PROBLEM:
Give back, unchanged, each line from the one containing "cab roof, each" through the last line of the entries below.

**** SUPPLIED MATERIAL

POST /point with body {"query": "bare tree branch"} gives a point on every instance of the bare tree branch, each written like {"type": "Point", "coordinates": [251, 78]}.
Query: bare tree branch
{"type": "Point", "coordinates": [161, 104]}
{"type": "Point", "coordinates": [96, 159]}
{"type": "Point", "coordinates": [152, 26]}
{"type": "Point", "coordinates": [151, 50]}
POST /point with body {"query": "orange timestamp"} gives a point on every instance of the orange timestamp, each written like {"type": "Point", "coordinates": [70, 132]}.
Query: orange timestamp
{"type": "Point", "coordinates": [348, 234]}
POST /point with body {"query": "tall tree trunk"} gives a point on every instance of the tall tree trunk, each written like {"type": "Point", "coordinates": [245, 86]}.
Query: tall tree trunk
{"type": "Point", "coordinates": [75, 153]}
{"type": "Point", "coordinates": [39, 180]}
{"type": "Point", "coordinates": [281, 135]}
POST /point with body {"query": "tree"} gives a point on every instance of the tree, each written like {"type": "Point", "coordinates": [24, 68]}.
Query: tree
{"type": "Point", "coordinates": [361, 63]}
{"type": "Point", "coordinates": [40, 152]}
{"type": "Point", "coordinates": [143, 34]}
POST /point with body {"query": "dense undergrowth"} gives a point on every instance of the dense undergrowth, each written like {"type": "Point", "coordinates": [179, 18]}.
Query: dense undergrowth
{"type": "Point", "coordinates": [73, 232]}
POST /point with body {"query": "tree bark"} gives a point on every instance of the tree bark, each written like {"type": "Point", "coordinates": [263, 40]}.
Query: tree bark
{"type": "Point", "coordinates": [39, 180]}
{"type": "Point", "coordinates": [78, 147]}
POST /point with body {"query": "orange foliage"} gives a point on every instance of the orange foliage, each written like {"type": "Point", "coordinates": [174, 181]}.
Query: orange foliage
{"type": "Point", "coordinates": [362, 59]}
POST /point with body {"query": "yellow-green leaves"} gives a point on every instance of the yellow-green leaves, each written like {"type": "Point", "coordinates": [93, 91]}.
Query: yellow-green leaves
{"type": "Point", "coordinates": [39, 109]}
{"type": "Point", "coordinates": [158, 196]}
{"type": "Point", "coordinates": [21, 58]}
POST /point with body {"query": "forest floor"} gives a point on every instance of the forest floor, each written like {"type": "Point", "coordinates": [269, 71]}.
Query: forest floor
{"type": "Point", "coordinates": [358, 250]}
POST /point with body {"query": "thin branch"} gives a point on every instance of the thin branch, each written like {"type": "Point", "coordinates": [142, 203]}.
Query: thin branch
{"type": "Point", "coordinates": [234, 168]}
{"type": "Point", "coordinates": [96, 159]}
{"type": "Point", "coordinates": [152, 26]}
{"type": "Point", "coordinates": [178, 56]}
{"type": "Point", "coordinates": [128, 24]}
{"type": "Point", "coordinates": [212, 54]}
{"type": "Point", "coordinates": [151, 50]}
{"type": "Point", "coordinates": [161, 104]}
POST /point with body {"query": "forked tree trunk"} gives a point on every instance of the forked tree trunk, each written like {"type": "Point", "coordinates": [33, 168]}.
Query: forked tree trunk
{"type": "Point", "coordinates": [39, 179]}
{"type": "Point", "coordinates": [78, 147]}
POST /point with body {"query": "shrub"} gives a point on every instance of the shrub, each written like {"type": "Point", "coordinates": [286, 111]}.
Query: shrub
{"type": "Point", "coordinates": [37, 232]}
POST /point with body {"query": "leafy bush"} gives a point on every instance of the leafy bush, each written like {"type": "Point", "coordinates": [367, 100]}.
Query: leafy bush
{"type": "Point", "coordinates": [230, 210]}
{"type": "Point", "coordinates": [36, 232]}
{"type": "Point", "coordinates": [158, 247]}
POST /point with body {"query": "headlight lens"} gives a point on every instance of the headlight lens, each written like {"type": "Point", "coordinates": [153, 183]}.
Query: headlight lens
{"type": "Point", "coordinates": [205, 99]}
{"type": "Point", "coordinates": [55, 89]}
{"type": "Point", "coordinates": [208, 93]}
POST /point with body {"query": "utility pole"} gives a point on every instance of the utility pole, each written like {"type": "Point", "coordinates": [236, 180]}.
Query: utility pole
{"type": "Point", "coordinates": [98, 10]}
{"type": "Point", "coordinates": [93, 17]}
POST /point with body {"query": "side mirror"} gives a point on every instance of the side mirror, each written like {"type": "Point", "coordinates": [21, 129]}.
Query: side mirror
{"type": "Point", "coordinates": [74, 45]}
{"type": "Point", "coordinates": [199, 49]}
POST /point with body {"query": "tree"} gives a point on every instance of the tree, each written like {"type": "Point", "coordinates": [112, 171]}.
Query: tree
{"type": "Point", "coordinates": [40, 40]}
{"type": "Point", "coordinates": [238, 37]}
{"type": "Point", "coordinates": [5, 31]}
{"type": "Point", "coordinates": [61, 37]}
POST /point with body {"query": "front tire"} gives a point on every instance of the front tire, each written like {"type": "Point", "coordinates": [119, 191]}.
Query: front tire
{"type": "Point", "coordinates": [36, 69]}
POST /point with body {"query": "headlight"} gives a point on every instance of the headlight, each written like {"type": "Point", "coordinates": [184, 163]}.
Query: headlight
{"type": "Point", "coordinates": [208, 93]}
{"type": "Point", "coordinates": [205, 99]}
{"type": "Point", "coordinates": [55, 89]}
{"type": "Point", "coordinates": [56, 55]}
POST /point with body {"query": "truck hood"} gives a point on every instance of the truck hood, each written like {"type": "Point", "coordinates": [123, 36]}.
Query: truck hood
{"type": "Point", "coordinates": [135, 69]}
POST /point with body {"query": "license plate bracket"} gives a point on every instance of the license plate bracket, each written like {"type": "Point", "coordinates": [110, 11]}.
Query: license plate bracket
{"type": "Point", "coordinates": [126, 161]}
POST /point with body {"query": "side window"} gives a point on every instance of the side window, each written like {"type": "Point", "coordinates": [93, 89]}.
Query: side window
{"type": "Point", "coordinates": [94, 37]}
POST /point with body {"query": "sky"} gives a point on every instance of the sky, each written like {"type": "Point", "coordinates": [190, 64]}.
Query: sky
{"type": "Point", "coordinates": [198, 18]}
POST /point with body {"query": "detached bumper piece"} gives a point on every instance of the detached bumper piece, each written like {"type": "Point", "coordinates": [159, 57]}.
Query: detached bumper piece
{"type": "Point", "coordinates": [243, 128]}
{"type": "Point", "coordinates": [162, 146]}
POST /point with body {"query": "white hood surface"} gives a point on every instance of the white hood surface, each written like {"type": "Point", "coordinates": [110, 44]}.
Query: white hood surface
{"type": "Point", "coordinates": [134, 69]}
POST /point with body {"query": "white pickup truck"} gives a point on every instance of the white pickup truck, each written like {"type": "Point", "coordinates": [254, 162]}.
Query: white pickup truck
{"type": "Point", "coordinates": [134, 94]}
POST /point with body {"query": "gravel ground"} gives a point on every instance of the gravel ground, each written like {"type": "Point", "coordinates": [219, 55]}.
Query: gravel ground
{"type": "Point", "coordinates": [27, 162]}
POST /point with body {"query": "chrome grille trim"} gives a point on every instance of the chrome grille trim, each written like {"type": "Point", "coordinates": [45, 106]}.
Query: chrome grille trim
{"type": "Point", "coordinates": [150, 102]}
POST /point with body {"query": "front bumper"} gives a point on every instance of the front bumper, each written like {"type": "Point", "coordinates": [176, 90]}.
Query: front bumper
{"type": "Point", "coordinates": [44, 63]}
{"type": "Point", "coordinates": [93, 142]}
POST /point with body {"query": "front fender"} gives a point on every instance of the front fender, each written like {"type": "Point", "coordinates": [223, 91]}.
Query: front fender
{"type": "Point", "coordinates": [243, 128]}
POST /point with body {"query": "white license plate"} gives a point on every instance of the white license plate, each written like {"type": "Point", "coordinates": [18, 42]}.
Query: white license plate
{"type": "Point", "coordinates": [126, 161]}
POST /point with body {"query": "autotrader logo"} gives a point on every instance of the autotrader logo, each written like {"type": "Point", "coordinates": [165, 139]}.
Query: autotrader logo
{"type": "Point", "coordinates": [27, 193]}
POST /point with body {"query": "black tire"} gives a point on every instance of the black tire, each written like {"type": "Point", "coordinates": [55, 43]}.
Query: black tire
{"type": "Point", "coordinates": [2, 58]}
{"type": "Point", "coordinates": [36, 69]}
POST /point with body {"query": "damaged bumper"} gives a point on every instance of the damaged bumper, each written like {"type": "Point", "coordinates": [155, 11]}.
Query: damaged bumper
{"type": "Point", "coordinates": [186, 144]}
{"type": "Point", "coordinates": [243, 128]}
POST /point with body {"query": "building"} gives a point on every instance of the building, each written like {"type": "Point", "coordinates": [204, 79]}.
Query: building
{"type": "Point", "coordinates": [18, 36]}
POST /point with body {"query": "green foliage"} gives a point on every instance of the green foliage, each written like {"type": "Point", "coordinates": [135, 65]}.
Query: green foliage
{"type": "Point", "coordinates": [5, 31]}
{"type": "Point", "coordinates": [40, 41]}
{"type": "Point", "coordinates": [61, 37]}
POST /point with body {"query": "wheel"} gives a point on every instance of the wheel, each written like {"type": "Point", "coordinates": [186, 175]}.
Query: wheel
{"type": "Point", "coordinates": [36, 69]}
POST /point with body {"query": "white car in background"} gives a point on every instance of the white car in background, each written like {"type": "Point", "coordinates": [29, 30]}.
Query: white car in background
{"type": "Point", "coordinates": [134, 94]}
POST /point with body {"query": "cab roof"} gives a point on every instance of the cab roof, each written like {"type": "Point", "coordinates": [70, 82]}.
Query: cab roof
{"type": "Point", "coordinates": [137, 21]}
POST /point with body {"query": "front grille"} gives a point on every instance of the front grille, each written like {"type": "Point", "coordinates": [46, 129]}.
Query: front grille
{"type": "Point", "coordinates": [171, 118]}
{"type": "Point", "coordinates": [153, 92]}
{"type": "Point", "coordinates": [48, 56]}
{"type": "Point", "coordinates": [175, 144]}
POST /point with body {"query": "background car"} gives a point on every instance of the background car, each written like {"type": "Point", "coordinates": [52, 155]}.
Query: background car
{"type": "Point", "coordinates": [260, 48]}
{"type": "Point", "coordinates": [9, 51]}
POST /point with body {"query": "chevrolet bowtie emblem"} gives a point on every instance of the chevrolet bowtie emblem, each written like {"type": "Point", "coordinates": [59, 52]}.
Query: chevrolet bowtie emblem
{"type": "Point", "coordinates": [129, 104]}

********

COMPLETE OUTPUT:
POST /point with body {"query": "cab roof"} gives a point on every instance of the cab roof, each written like {"type": "Point", "coordinates": [70, 82]}.
Query: cab roof
{"type": "Point", "coordinates": [137, 21]}
POST /point with body {"query": "front grille"} gives a point on every instance of the front grille, each written like {"type": "Point", "coordinates": [46, 129]}.
Query: front grille
{"type": "Point", "coordinates": [171, 118]}
{"type": "Point", "coordinates": [153, 92]}
{"type": "Point", "coordinates": [48, 56]}
{"type": "Point", "coordinates": [175, 144]}
POST /point with body {"query": "background car"} gives a point on every instance of the background car, each written like {"type": "Point", "coordinates": [52, 155]}.
Query: background car
{"type": "Point", "coordinates": [260, 48]}
{"type": "Point", "coordinates": [9, 51]}
POST /point with body {"query": "chevrolet bowtie emblem"} gives a point on every instance of the chevrolet bowtie emblem, each written like {"type": "Point", "coordinates": [59, 52]}.
Query: chevrolet bowtie emblem
{"type": "Point", "coordinates": [129, 104]}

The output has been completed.